Nothing in the records may be dropped. Retype them all exactly.

+--

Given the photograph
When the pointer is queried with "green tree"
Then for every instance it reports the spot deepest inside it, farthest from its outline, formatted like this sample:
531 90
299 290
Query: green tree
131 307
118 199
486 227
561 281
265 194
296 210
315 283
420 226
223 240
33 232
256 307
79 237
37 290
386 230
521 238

+--

Exercise result:
Given the photograph
When the pointer is queried with "green tree"
Then for every instance it reports the spot deepest inside it, farthest from its outline, formatted like this sample:
531 90
299 290
Query: green tree
131 307
118 199
486 227
561 281
265 194
296 210
315 283
420 226
223 240
33 232
256 307
79 237
37 290
386 230
521 238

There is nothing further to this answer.